» **WHAT YOU NEED TO DO**
Copy out the lines of the listing below without any change, from the line containing "Objective — one point per instance of the pale" through the final line of the listing, inclusive.

#### DATA TO PROCESS

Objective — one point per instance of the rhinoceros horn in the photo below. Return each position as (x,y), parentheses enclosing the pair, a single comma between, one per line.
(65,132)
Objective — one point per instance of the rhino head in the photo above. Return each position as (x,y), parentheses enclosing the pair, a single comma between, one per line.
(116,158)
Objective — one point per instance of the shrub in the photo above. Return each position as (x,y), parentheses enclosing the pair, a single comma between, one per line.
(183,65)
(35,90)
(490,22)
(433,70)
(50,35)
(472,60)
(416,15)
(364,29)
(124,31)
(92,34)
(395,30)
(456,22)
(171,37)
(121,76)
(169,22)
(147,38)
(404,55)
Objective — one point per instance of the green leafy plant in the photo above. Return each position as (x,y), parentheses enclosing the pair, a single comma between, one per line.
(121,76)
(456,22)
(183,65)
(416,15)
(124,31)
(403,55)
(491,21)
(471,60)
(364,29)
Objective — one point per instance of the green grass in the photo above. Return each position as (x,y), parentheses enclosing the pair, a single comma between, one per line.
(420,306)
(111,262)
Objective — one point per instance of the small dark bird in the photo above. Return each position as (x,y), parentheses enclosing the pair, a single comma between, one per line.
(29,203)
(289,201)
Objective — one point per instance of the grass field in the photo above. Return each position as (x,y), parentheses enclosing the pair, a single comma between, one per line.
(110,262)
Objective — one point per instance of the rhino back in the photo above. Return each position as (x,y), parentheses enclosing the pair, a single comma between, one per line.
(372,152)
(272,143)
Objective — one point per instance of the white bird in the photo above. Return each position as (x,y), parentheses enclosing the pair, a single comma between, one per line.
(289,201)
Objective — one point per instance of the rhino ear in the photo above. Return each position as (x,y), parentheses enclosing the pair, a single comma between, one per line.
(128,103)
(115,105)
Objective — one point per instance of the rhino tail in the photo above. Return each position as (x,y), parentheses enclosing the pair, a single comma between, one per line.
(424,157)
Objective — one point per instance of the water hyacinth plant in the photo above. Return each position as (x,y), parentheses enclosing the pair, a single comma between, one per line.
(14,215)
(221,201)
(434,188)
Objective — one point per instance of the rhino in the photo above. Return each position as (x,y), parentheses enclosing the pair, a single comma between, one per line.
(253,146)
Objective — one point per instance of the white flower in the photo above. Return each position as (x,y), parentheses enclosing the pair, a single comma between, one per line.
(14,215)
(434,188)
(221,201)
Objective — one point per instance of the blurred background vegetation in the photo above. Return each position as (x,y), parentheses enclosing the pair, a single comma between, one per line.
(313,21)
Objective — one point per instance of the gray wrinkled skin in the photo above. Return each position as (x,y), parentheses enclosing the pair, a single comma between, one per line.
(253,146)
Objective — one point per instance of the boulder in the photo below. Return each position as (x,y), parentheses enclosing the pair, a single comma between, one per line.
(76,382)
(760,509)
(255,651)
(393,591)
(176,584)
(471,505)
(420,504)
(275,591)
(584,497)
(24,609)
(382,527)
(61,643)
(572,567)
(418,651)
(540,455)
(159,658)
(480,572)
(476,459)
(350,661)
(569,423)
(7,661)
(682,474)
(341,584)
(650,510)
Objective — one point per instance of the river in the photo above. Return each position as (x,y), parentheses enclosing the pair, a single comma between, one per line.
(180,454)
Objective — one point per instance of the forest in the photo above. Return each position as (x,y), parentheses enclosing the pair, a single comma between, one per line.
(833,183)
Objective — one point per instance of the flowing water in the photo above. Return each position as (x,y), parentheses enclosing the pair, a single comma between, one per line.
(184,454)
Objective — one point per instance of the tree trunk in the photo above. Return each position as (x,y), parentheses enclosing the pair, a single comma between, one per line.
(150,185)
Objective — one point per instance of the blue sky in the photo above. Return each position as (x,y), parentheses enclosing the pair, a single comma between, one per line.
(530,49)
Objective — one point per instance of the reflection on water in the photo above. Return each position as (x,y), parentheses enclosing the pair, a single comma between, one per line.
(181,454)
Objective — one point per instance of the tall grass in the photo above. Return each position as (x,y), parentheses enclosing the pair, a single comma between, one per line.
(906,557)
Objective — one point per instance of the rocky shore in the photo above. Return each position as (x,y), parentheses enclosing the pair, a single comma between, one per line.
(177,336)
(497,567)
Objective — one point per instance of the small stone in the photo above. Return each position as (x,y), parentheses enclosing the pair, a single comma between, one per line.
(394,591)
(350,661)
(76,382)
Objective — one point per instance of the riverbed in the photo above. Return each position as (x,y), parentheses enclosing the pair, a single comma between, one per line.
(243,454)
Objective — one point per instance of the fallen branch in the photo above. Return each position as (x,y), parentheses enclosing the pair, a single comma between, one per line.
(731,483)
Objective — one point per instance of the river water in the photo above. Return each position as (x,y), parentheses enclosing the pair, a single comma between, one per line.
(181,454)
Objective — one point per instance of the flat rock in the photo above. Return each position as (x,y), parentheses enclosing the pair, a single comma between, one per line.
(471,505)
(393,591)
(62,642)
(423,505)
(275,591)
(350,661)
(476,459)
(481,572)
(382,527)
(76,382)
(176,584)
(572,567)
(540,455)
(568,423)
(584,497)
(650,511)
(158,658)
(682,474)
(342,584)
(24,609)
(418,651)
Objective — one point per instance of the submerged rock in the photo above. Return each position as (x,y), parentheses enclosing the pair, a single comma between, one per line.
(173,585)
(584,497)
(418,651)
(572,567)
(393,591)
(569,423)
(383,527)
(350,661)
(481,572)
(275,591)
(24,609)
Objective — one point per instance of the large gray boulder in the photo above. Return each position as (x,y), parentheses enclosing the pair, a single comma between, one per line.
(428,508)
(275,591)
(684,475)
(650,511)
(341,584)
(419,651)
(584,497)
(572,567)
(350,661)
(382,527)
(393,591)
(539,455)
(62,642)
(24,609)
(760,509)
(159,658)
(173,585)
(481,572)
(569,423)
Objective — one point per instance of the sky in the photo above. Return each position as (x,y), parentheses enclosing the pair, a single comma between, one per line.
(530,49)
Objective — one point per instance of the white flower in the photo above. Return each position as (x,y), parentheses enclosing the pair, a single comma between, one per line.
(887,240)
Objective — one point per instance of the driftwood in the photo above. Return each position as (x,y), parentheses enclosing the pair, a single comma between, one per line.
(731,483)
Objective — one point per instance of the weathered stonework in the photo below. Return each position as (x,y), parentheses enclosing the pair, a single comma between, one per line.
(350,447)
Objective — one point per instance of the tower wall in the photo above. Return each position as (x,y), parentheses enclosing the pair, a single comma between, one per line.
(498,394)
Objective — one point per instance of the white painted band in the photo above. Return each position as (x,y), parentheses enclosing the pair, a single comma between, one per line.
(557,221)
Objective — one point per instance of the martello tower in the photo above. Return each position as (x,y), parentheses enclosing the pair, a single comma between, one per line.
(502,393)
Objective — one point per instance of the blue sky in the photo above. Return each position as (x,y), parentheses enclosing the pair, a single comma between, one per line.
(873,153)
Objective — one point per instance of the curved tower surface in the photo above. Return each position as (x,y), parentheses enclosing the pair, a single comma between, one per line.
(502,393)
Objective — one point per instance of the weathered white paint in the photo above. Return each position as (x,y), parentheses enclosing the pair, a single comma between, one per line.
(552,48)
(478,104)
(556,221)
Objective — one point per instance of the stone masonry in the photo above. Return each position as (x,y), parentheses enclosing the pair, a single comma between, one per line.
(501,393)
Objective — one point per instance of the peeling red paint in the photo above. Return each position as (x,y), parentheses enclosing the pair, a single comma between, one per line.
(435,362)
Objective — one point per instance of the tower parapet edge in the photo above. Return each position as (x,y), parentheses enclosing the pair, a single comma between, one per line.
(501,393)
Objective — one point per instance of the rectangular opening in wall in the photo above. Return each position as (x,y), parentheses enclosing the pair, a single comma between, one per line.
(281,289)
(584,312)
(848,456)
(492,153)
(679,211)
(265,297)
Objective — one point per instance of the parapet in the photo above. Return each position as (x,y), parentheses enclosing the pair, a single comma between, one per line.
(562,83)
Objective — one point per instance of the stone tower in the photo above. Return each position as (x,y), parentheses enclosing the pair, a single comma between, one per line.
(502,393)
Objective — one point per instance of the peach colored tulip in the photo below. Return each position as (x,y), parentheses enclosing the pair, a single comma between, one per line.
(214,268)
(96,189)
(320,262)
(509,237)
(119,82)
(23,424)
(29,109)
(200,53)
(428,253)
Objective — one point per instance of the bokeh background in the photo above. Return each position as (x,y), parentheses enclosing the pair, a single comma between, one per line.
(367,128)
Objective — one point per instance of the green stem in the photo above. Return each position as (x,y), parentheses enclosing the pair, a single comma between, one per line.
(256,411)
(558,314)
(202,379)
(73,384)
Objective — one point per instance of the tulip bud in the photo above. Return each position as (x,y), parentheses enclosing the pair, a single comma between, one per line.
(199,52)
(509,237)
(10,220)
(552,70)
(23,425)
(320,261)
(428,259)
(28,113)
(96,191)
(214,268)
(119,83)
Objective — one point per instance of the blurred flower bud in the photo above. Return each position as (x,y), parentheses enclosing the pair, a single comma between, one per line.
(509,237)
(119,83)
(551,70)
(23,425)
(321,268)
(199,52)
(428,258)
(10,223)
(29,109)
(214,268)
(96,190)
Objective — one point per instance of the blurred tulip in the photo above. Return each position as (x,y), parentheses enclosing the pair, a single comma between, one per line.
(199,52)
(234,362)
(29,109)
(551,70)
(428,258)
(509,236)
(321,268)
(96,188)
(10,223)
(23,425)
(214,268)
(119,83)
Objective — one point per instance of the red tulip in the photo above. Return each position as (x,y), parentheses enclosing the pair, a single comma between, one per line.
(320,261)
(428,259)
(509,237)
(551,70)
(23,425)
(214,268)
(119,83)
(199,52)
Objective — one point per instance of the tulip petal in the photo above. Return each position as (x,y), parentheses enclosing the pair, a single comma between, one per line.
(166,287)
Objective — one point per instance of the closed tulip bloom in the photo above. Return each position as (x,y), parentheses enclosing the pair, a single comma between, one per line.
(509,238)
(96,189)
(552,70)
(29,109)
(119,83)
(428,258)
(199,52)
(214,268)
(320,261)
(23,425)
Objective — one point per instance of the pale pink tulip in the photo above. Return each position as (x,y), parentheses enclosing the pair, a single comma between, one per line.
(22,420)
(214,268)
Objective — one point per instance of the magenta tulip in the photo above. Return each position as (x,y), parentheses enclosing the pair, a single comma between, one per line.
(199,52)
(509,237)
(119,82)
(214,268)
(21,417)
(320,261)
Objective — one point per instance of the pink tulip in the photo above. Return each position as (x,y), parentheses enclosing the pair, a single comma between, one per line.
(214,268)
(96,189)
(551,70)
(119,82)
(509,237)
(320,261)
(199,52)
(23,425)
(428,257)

########

» **TASK SOLUTION**
Objective — one point per instance of the pale pink tulip in the photo above. Return each position as (x,y), parentheses enclosing the pair, a single comma between, one per line.
(22,420)
(214,268)
Objective — one point per instance of the magenta tulip in the photo above. Return each position as (x,y), parentheses enclosing the pair, a single comma between, one per line.
(199,52)
(509,237)
(119,82)
(214,268)
(21,417)
(320,261)
Objective — one point per instance of the pink tulip in the photo above. Return each position as (x,y), parentheses enclosing the pair, a single comma between, one per line.
(214,268)
(96,189)
(551,70)
(119,82)
(509,237)
(320,261)
(199,52)
(23,425)
(428,257)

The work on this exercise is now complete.